- EXERCISE
The answer should consist of all the records, written out word for word.

===

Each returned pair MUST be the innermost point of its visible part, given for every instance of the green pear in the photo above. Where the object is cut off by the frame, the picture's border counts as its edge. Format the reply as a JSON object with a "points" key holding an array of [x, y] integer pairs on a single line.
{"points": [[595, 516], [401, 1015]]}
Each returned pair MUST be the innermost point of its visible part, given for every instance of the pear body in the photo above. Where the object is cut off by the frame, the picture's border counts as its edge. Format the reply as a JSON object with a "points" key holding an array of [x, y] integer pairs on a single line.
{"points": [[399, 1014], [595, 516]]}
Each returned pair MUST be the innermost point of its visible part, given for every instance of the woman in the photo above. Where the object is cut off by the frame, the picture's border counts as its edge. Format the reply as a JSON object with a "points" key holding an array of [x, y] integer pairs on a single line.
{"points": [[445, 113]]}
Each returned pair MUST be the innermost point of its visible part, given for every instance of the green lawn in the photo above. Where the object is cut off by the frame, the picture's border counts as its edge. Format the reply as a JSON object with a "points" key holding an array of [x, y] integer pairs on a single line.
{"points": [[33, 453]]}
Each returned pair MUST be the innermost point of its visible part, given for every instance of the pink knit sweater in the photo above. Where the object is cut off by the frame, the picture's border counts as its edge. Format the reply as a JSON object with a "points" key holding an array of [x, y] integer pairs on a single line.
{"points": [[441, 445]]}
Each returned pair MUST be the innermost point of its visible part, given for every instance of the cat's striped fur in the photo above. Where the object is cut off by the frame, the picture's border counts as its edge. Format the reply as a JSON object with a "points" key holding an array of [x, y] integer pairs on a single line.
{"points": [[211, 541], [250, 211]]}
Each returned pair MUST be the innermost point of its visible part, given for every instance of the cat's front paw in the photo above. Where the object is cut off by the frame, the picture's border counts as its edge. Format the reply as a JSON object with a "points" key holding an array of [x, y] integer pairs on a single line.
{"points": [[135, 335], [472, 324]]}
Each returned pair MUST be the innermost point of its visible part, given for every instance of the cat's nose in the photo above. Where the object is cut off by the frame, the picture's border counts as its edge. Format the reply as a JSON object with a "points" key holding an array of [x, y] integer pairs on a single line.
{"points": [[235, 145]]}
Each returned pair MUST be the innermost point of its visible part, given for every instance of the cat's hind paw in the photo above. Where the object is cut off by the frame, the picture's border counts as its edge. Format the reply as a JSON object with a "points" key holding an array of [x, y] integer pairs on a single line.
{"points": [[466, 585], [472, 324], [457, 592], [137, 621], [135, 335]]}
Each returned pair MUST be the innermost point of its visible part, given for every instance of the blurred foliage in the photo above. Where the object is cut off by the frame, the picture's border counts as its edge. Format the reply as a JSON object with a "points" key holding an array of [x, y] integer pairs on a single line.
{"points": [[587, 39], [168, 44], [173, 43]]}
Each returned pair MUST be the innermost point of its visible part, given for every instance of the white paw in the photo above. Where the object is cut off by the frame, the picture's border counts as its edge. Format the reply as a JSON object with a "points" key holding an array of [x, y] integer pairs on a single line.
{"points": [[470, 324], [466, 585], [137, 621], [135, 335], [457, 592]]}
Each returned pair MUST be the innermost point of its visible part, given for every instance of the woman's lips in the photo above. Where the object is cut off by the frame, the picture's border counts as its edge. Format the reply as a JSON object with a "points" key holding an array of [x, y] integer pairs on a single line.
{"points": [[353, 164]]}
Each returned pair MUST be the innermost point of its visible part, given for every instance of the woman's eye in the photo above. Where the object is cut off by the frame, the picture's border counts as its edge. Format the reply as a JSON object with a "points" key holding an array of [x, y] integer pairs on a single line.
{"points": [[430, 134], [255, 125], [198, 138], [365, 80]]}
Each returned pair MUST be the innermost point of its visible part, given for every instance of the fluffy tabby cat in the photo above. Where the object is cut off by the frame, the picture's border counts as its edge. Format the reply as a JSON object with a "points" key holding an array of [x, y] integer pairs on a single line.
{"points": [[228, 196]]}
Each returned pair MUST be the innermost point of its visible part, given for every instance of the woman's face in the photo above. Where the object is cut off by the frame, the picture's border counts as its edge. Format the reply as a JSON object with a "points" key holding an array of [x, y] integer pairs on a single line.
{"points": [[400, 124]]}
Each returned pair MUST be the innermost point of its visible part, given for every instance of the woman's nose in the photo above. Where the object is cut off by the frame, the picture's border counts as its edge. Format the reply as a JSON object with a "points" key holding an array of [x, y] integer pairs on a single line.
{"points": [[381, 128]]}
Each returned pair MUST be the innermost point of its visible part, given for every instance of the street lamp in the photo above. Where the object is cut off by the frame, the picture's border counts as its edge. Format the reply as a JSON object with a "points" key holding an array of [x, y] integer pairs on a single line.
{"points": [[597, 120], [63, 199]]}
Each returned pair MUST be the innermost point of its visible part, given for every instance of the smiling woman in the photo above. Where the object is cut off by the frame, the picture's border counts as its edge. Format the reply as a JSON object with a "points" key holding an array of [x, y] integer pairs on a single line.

===

- OUTPUT BELOW
Each returned pair MUST be the innermost point of its visible part, given for every instance of the green pear in the photo above. Where the object is cut off by the frame, the picture's border counts as its edge. Format the reply as a JSON object with a "points" key holding an array of [x, y] integer pairs on a single line.
{"points": [[595, 516], [401, 1015]]}
Each returned pair MUST be the innermost point of its visible part, given for every instance of the pear body in the photo above. Where the object is cut off by the frame, the picture's border counts as its edge. Format the reply as a JSON object with a "points" key holding an array of [x, y] integer pairs on a single line.
{"points": [[399, 1014], [595, 516]]}
Each returned pair MUST be the innermost point of its visible part, given for every instance of the woman in the photo above. Where the object is cut off by the frame, the picture's border counts as its edge. Format the reply as a JSON object with a "points" key holding an array of [x, y] integer pairs on a single line.
{"points": [[445, 113]]}
Each returned pair MUST be the innermost point of its visible part, given for every instance of the green lawn in the photo above. Where the object is cut off by the frame, the picture's border counts as its edge. Format the reply as a JSON object with a "points" key holding an array of [x, y] integer pairs on a single line.
{"points": [[33, 453]]}
Each returned pair MUST be the innermost point of its visible part, given for every instance of the pink knit sweater in the photo above. Where the object is cut off by the frame, the picture's border counts as its edge. Format the reply as a JSON object with a "points" key holding an array of [x, y] integer pairs on a single line.
{"points": [[441, 445]]}
Each returned pair MUST be the innermost point of its visible part, given for every instance of the cat's striped fur in the photo above. Where the object is cut off by the frame, the picture's border counts as its edge. Format the reply as a JSON object with a "points" key holding an array of [x, y] integer pairs on a single line.
{"points": [[211, 541], [250, 211]]}
Each returned pair MUST be the innermost point of its visible part, given for every instance of the cat's front paw in the photo above. Where the object is cut off by the frame, the picture's border counts as its edge. Format the reply as a JSON object with a "points" key holding an array of [x, y] integer pairs on a single line.
{"points": [[135, 335], [472, 324]]}
Each returned pair MUST be the innermost point of its visible part, given for every instance of the cat's nose in the photo above. Where the object is cut off by the frame, the picture's border counts as its edge. Format the reply as a JSON object with a "points" key holding an array of [x, y] integer pairs on a single line.
{"points": [[235, 145]]}
Each returned pair MUST be the innermost point of its visible part, given for every instance of the cat's hind paw in the photo above. Where the object is cut off by the frame, the picture's border counts as its edge. Format the reply as a JSON object with a "points" key holding an array of [x, y] integer pairs on a single line.
{"points": [[466, 585], [472, 324], [457, 592], [137, 621], [135, 335]]}
Each returned pair MUST be the innermost point of its visible part, given for every instance of the blurred foliage in the photo above. Where the object is cut off by the frame, the picture's border counts as its edge. Format the reply as a JSON object with a "points" key holding an array of [x, y] integer pairs on a single line.
{"points": [[587, 39], [168, 44], [173, 43]]}
Each returned pair MUST be the innermost point of its visible part, given for every instance of the white paw in the photo above. Where the object is cut off by the frame, the picture's border counts as its edge. Format the reply as a JSON object with a "points" key holding an array of [x, y] integer pairs on a single line.
{"points": [[470, 324], [466, 585], [137, 621], [135, 335], [457, 592]]}
Each returned pair MUST be the innermost point of its visible part, given for every instance of the woman's lips in the photo above. Where the object is cut off by the frame, the picture's border counts as its edge. Format the reply as a JSON object with a "points" key holding an array of [x, y] integer pairs on a single line.
{"points": [[353, 164]]}
Each returned pair MUST be the innermost point of its visible part, given for every instance of the woman's eye in the photo above. Where the object is cut off by the frame, the picture's border counts as its edge. Format the reply as a JSON object with a "points" key holding an array of [x, y] integer pairs on a single line.
{"points": [[430, 134], [255, 125], [198, 138], [365, 80]]}
Each returned pair MUST be the innermost point of its visible part, given for every instance of the fluffy tabby cat in the photo above. Where the object is cut off by the frame, the picture's border counts as its edge. Format the reply as a JSON object with a "points" key holding an array of [x, y] integer pairs on a single line.
{"points": [[228, 196]]}
Each returned pair MUST be the innermost point of its visible part, given for every instance of the woman's face in the photo above. Where the object is cut off by the frame, the picture's border counts as its edge. Format the reply as a JSON object with a "points" key holding an array of [x, y] integer pairs on a single line.
{"points": [[400, 124]]}
Each returned pair MUST be the innermost point of its visible part, given for every instance of the woman's nose in the photo above. Where the object is cut off by the frame, the picture's border counts as its edge. Format the reply as a JSON object with a "points" key holding an array of [x, y] integer pairs on a single line.
{"points": [[381, 128]]}
Each returned pair MUST be the innermost point of its visible part, given for every instance of the street lamp in the photo above. Where the object is cut off by the frame, the picture's border counts as its edge. Format the reply as a JSON object with a "points" key holding an array of [x, y] integer pairs on a single line.
{"points": [[597, 120], [63, 199]]}
Each returned pair MUST be the innermost point of its visible part, given for every instance of the smiling woman in the photo above. Where the object is cut off by the frame, the picture's border counts as its edge. Format the reply as a JSON object with a "points" key holding an array of [x, y] integer pairs on a single line.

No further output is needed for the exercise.